+++ Text under study

Saturday, March 8, 2014

Here's to Joy!

So this blog is probably going to be a bit of rambling, bear with me, please. So I was all excited to blog this year about joy, thinking to myself, I'm a pretty positive person I can find joy in almost anything. But then life happened! So Super Bowl Sunday and all is well, Well except that the Broncos played terrible!! Monday I didn't feel so great thought I might be coming down with a stomach bug. Tuesday took the day off work because I was feeling a little worse. Still under the impression I had a stomach bug. Marty called to check on me around 11 and I told him I thought I would probably try to make a doctor appt. since I was still throwing up and hadn't eaten or drank anything since Sunday. So before noon he calls back to check on me and I told him to come home so he could take me to the doctors. By the time he got home, less than 30 minutes, I told him he needed to take me to the ER.

When we got to the ER I tell them I feel terrible, have been throwing up and diarrhea all day, I hadn't eaten or drank in two days, and again I felt terrible! They actually took me right back to triage and when they checked my blood pressure it was 150 over 251! So they put me in a critical care room but my arms became pin cushions as they tried to get and IV started. (Remember I haven't eaten or drank plus being sick for the last two days, they really had to work hard to find a vein) The worst part of all was having the NG tube put in while I was still conscious!! I went to have an MRI and they came back and told me I had what's called an apple core lesion in my colon.

++++++
+++ Data listing

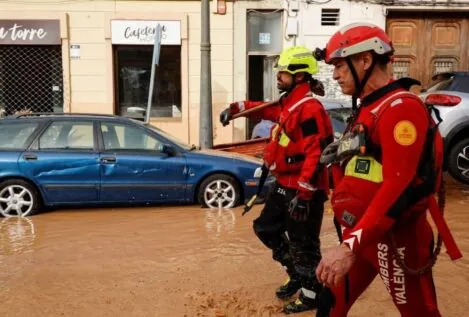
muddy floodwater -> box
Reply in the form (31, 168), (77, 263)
(0, 180), (469, 317)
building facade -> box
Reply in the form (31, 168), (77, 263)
(0, 0), (233, 144)
(0, 0), (469, 144)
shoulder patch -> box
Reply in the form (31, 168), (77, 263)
(394, 120), (417, 146)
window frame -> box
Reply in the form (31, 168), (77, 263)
(0, 120), (44, 152)
(112, 43), (184, 121)
(97, 121), (165, 156)
(28, 119), (98, 153)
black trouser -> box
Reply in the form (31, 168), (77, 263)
(253, 184), (327, 292)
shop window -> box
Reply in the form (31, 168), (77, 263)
(432, 57), (457, 76)
(114, 45), (182, 117)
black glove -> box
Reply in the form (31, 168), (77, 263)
(220, 108), (233, 127)
(288, 196), (309, 221)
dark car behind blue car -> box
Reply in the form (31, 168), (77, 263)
(0, 114), (273, 216)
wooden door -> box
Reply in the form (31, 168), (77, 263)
(387, 12), (469, 87)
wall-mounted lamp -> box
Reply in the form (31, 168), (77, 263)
(215, 0), (226, 15)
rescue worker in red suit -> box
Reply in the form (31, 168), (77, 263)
(316, 23), (460, 317)
(220, 46), (332, 313)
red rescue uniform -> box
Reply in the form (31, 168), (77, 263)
(330, 79), (443, 317)
(234, 83), (333, 191)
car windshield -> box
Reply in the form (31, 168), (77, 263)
(146, 125), (191, 151)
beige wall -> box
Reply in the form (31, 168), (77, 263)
(232, 0), (284, 141)
(0, 0), (234, 144)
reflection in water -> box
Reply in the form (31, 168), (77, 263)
(0, 181), (469, 317)
(0, 217), (36, 256)
(205, 208), (236, 236)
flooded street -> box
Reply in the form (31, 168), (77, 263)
(0, 177), (469, 317)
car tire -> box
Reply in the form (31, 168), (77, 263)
(0, 179), (41, 217)
(197, 174), (241, 208)
(448, 139), (469, 185)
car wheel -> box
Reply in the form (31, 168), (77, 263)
(448, 139), (469, 185)
(0, 179), (40, 217)
(198, 174), (240, 208)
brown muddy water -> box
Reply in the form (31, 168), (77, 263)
(0, 177), (469, 317)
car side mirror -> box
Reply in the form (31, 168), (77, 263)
(158, 144), (176, 156)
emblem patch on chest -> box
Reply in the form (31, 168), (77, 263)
(342, 210), (357, 227)
(394, 120), (417, 146)
(355, 159), (371, 174)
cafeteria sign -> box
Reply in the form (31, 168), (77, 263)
(111, 20), (181, 45)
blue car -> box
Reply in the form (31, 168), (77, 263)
(0, 114), (274, 216)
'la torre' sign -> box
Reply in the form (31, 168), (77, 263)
(0, 20), (60, 45)
(111, 20), (181, 45)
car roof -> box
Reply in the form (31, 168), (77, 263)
(3, 112), (138, 122)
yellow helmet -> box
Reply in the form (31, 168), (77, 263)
(274, 46), (319, 75)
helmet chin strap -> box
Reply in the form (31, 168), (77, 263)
(345, 56), (376, 113)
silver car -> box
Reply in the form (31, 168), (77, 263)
(421, 72), (469, 184)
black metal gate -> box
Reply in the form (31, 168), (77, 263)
(0, 45), (64, 115)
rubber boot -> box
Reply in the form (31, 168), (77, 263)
(275, 276), (301, 299)
(283, 290), (317, 315)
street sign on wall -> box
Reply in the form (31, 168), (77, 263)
(0, 20), (61, 45)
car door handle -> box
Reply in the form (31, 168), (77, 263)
(23, 154), (37, 161)
(101, 156), (116, 163)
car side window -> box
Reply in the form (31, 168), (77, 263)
(0, 122), (38, 149)
(101, 123), (161, 151)
(39, 121), (94, 150)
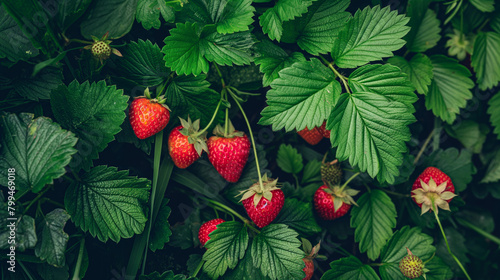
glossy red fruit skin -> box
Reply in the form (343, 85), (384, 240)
(313, 185), (351, 221)
(319, 121), (330, 139)
(198, 219), (225, 246)
(207, 135), (250, 183)
(129, 97), (170, 139)
(302, 258), (314, 280)
(242, 190), (285, 228)
(297, 127), (323, 145)
(411, 166), (455, 208)
(168, 125), (200, 169)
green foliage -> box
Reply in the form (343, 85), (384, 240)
(259, 59), (341, 131)
(50, 81), (128, 171)
(64, 166), (150, 242)
(0, 113), (77, 193)
(351, 190), (396, 260)
(332, 6), (410, 68)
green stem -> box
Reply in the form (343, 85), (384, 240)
(73, 237), (85, 280)
(456, 218), (500, 246)
(432, 203), (470, 280)
(413, 129), (435, 165)
(319, 55), (351, 94)
(141, 130), (163, 275)
(228, 89), (264, 192)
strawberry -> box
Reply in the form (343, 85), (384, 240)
(168, 116), (208, 168)
(240, 175), (285, 228)
(313, 185), (359, 220)
(129, 89), (170, 139)
(207, 122), (250, 183)
(297, 127), (323, 145)
(319, 121), (330, 139)
(399, 247), (428, 279)
(198, 219), (225, 246)
(411, 167), (456, 215)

++++++

Questions:
1: In the blog post, what did the MRI show?
2: Summarize the blog post in two sentences.
None of the data is needed here.

Answers for the tasks:
1: An apple core lesion in the colon.

2: The writer began feeling sick the Monday after Super Bowl Sunday, stayed home from work Tuesday with vomiting, and asked Marty to come home and then to go to the ER. There the writer was put in a critical care room, had an NG tube put in while still conscious, and learned from an MRI of an apple core lesion in the colon.